_TRECHO DO TEXTO_
Informalidade ajuda emprego a bater um recorde enganoso

Publicado por: Lauro Veiga Filho | Postado em: 01 de julho de 2022

A Pesquisa Nacional por Amostra de Domicílios Contínua (PNADC), realizada mensalmente pelo Instituto Brasileiro de Geografia e Estatística (IBGE), mostra que o total de ocupações no trimestre março a maio deste ano teria alcançado um novo recorde na série histórica iniciada em 2012, o que deve ser tomado pela equipe do ministro dos mercados como uma recuperação completa do mercado de trabalho. Mas as séries estatísticas da pesquisa não corroboram esse tipo de avaliação, de resto enganosa e que pode induzir a mais erros na execução de uma política econômica já errática e equivocada.

O total de pessoas ocupadas de fato passou a somar 97,516 milhões, número mais elevado desde que a versão atual da PNADC foi iniciada, há pouco mais de uma década. Comparado aos três meses imediatamente anteriores (dezembro de 2021 a fevereiro deste ano), aquele número anotou variação de 2,4%, saindo de 95,234 milhões – o que representou a abertura de 2,282 milhões de novas ocupações. Frente ao trimestre encerrado em maio do ano passado, o crescimento chegou a 10,6%, correspondendo a 9,365 milhões de empregos a mais, considerando-se as 88,151 milhões de pessoas que exerciam algum tipo de ocupação há um ano.

_TAREFA_
Liste todos os números dados em milhões no texto sobre emprego e informalidade, na ordem em que aparecem.

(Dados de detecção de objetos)

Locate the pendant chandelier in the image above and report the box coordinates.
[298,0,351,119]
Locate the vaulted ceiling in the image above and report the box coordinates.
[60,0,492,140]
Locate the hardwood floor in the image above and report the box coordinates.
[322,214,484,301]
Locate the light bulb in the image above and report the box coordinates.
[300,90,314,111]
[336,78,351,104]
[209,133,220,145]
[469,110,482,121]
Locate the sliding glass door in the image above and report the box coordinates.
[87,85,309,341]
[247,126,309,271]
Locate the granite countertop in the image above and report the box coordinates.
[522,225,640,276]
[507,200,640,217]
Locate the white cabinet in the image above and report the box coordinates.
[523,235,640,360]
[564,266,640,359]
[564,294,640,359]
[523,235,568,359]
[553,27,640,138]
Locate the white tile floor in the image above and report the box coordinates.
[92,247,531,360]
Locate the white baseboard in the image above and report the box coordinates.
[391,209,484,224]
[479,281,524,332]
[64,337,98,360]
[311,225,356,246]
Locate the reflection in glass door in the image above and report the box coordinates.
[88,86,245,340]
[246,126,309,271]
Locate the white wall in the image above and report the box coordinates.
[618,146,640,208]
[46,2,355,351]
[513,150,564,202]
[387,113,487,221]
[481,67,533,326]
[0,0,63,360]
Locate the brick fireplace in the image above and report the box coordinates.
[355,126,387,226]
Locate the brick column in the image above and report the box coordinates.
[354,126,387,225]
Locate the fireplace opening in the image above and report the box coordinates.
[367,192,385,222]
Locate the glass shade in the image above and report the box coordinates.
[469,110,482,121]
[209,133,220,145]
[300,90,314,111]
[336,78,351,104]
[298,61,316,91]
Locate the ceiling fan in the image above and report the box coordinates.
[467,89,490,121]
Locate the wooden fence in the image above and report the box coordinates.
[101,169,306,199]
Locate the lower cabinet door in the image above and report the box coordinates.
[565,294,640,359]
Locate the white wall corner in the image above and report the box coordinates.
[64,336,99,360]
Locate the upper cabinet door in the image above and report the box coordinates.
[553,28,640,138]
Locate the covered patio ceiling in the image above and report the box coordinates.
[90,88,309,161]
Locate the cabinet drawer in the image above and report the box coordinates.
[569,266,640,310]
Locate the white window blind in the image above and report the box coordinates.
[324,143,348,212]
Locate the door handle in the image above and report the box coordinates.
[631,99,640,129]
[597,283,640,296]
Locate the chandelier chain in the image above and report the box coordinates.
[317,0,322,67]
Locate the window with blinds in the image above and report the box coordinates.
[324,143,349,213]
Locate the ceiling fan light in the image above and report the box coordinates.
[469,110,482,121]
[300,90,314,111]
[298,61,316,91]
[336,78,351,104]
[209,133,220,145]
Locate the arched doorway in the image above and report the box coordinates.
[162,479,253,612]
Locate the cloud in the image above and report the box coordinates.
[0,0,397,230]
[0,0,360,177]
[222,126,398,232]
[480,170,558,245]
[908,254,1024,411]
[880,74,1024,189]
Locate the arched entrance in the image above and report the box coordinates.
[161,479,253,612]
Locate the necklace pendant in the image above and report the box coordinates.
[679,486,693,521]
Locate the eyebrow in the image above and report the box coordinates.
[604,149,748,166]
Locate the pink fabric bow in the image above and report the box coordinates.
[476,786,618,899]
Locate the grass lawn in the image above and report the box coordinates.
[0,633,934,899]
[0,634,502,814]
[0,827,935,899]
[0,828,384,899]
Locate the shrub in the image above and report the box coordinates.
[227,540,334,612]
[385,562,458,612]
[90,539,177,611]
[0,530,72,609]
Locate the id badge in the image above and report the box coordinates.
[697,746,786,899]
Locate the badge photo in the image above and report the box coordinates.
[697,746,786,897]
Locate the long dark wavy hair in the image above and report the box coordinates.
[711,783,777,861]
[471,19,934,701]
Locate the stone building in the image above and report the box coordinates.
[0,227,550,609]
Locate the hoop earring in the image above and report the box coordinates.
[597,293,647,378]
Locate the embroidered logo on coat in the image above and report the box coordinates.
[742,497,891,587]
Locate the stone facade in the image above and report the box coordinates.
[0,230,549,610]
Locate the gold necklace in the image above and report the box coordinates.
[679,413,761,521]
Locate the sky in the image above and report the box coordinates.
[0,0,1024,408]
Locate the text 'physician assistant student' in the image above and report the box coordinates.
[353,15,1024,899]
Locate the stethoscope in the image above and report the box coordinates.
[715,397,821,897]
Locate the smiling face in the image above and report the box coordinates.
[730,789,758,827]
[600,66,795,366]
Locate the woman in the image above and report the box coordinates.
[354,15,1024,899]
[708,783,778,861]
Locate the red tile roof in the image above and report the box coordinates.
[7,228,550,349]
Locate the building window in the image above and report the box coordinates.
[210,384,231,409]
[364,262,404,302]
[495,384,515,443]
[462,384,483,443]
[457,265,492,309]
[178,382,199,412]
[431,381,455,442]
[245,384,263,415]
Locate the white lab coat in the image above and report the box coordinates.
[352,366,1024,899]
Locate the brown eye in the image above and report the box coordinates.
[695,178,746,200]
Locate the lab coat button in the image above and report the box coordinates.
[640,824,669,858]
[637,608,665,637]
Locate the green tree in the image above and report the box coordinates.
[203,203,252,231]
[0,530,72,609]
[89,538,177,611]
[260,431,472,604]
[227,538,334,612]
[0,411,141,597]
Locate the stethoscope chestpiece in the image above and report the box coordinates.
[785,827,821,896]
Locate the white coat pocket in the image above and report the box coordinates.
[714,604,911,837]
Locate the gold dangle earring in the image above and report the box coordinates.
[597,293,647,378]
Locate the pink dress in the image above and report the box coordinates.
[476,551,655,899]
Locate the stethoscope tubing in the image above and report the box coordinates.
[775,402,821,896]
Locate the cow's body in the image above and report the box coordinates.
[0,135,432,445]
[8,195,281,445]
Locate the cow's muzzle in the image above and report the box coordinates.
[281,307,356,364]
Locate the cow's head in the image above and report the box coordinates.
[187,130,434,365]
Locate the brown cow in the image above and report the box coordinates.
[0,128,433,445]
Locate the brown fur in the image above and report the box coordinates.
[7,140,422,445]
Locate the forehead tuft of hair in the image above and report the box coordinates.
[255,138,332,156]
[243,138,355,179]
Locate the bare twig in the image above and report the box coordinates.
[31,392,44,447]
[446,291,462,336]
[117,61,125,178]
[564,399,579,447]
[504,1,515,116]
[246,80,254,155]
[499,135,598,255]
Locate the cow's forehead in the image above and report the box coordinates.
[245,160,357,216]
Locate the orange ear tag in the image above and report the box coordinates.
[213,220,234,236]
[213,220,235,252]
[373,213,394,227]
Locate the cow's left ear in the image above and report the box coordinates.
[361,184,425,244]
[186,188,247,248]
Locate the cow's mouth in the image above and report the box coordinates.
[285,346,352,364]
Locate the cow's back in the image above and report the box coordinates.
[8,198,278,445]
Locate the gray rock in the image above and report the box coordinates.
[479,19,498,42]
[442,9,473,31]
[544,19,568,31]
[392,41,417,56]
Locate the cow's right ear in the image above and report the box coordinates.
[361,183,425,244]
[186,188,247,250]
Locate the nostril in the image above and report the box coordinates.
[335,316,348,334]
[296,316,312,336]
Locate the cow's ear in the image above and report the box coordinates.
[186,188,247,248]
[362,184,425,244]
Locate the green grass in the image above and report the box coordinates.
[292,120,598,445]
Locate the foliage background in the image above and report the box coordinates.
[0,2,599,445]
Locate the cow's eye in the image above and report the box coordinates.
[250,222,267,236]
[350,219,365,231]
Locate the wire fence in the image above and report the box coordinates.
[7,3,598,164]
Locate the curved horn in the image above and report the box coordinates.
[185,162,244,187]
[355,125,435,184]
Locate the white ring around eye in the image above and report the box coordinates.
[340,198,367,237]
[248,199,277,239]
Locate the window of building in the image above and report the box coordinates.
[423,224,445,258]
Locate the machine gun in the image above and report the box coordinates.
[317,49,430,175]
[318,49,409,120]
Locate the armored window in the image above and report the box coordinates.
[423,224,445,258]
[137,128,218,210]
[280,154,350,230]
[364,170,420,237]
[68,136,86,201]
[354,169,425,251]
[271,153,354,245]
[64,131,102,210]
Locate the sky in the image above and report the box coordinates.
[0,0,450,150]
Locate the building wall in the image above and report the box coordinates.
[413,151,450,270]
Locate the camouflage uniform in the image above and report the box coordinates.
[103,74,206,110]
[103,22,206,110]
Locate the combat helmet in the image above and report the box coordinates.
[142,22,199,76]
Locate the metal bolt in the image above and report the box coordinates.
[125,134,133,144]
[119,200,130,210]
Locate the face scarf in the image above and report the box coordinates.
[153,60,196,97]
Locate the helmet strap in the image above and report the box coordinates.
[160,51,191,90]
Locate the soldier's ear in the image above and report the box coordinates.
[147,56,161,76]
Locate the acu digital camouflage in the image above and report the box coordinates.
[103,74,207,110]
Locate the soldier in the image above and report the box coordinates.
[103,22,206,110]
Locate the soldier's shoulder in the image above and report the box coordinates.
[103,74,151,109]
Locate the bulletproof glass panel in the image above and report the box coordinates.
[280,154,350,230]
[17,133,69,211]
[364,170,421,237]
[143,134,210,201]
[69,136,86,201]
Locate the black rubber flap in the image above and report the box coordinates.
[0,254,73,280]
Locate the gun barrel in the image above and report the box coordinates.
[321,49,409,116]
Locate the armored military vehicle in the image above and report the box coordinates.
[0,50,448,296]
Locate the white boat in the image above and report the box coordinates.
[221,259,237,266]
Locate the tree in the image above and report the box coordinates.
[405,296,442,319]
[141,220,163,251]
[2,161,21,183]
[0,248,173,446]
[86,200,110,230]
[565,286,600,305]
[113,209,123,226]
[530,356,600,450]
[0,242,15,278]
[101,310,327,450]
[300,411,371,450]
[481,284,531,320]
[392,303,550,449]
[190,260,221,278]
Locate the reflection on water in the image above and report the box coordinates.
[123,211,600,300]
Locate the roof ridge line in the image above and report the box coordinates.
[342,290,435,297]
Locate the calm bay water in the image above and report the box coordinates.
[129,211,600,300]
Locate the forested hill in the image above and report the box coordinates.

_RESULTADO DO EXERCÍCIO_
97,516 milhões; 95,234 milhões; 2,282 milhões; 9,365 milhões; 88,151 milhões.